DOCUMENT EXTRACT:
Notice what these do: they name the tool, the task, and a number. That combination is what separates "AI skills" from "AI buzzwords."
What to Avoid
- The bare buzzword. "AI" in a skills list with no supporting bullet anywhere is worse than omitting it; it invites the one interview question you can't answer specifically.
- Claiming Tier 3 with Tier 1 evidence. "Machine learning" on a resume that means "I use ChatGPT" collapses in the first five minutes of a technical conversation.
- Overloading every bullet with AI. If eleven bullets mention AI, employers wonder what you contribute. AI amplified your work; it isn't your work.
- Listing tools you touched once. Anything on the resume is fair game for deep questions. List what you can discuss for five minutes.
The Keyword Layer: Getting Past the ATS
There's a mechanical reason to get this right beyond impressing humans: applicant tracking systems match your resume against the posting's terms. If the job description says "AI tools," "prompt engineering," "generative AI," or names specific platforms, those exact phrases need to appear in your resume (truthfully) to survive the first filter.
Check the match before you apply: run your resume through LoopCV's free ATS checker, which scores it out of 100 and flags missing keywords against what employers scan for. It takes two minutes and requires no account.
And once the resume is right, use it at scale: LoopCV applies to matching roles across 30+ job platforms automatically, every day. There's a pleasant symmetry in it: demonstrating AI-workflow fluency by literally running your job search as an AI workflow. It's also a legitimate interview answer when they ask how you use AI in practice. Set it up here.
If You Don't Have AI Experience Yet
Manufacture it honestly in a weekend or two: take one recurring task in your current work (reporting, drafting, research triage), build an AI-assisted version, measure the time difference, and you have a truthful bullet. Add one short named course if you want a certification line. The bar for "AI skills" at most companies is currently low enough that one real, measured workflow puts you ahead of the majority of applicants who list the buzzword with nothing behind it.
Frequently Asked Questions
How do you list AI skills on a resume?
In two places: a skills section naming specific tools and capabilities ("AI-assisted analysis with ChatGPT and Claude, prompt engineering, workflow automation"), and, more importantly, experience bullets tying AI use to measurable outcomes ("automated weekly reporting with AI tools, saving 6 hours per week"). The bullet with a number is what makes the skills-list claim credible.

RECORDS SHOWN:
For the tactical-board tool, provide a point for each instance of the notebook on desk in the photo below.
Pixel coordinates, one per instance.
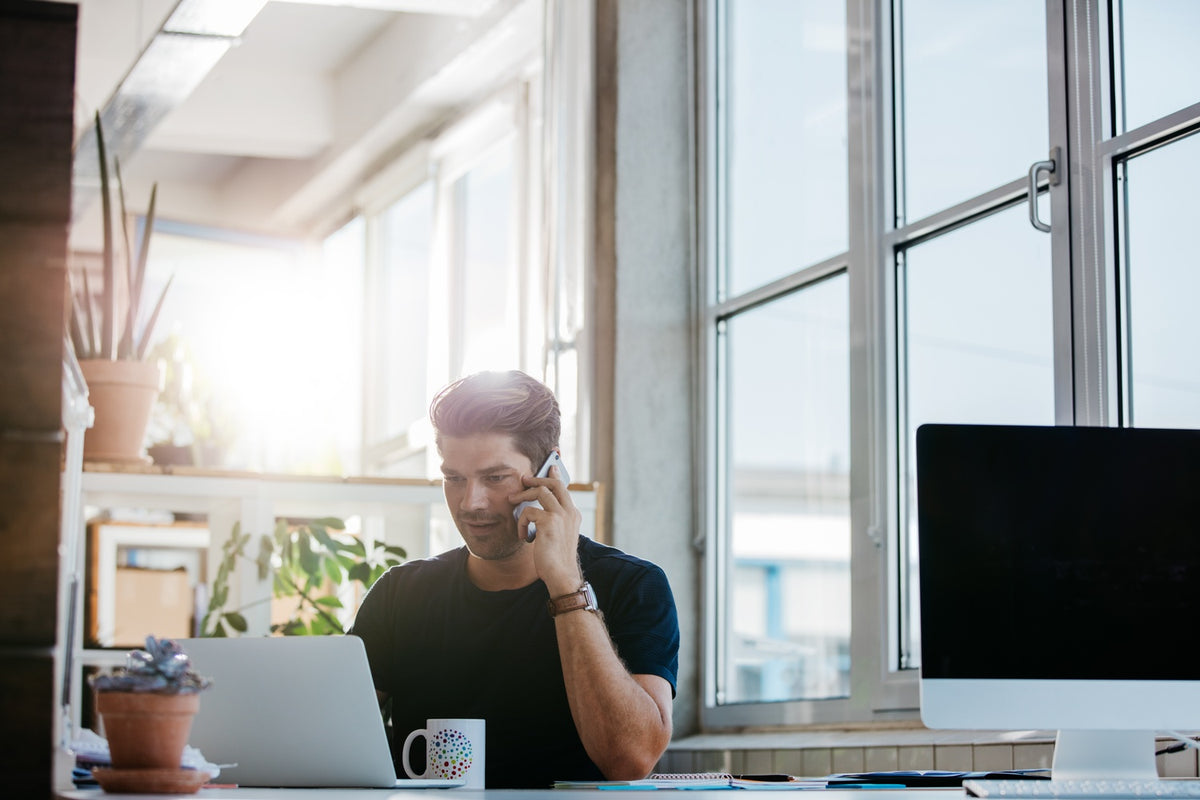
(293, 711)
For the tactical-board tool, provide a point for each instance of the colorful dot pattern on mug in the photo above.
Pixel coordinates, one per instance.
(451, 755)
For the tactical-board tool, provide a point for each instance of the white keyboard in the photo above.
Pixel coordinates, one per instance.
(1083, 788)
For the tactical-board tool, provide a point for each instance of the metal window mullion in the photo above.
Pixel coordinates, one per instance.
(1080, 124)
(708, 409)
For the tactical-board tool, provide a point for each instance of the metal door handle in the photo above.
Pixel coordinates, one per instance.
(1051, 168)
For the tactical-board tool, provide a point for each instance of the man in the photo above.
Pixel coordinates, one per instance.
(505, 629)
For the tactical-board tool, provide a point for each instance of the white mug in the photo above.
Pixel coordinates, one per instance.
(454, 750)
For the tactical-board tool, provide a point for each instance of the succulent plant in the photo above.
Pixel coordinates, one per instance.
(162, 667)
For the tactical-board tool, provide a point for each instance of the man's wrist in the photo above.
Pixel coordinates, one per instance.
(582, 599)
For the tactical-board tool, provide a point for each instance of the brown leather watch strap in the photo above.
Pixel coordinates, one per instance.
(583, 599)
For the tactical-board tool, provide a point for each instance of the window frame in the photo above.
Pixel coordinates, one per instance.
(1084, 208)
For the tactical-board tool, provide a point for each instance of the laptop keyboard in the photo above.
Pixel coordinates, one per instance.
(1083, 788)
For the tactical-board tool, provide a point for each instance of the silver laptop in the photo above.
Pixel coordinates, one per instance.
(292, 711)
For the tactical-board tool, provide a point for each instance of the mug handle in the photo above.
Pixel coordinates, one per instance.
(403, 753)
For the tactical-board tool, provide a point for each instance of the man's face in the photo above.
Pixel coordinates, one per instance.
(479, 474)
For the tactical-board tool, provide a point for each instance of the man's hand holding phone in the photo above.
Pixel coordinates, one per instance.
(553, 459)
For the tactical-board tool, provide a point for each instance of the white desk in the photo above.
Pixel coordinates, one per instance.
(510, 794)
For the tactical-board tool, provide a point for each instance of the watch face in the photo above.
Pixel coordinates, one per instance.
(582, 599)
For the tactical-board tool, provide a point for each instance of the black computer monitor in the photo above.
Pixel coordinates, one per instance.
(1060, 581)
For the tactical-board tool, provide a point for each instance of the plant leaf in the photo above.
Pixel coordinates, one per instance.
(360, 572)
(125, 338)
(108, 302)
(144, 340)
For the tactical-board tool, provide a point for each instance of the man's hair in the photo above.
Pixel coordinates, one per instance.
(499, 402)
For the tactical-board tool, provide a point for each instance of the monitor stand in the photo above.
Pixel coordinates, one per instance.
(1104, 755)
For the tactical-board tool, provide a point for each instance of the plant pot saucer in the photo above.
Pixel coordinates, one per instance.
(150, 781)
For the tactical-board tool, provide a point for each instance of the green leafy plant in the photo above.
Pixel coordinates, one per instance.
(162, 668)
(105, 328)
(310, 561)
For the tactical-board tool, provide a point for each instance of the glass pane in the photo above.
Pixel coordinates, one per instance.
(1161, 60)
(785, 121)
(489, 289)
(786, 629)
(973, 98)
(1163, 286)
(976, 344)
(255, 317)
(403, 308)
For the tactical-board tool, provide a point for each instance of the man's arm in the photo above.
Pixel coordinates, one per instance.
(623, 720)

WHAT THE TASK ASKS: Could you continue the article on listing AI skills on a resume, picking up right after its last sentence?

ANSWER BOX:
Should you put ChatGPT on your resume?
Yes, if you use it for substantive work and can point to outcomes; name it specifically rather than writing "AI" generically. No, if your use amounts to occasional queries, because anything listed invites detailed interview questions. The test: can you speak for five minutes about how you use it and what it changed?
Is prompt engineering a real resume skill?
Yes, when evidenced. Employers increasingly recognize that output quality from AI tools varies enormously with the operator. Frame it with results: a prompt library that standardized team output, a workflow whose quality or speed improved measurably. As a bare phrase with no artifact behind it, it reads as buzzword.
What AI skills do employers actually want in non-technical roles?
Applied fluency and judgment: using AI tools to produce real work faster (drafting, analysis, research), building repeatable workflows rather than one-off queries, integrating tools into team processes, and knowing the limits, verification, and data-privacy boundaries. Workflow integration is the current differentiator, since bare tool familiarity has become table stakes.
How do you get AI experience if your job doesn't use AI?
Build it around your existing work: pick one recurring task, create an AI-assisted version, and measure the improvement, which yields an honest resume bullet in a weekend. Add a named short course for a certification line, or a small personal project (a custom GPT, an automation connecting AI to your tools). One real measured workflow beats any unsupported claim.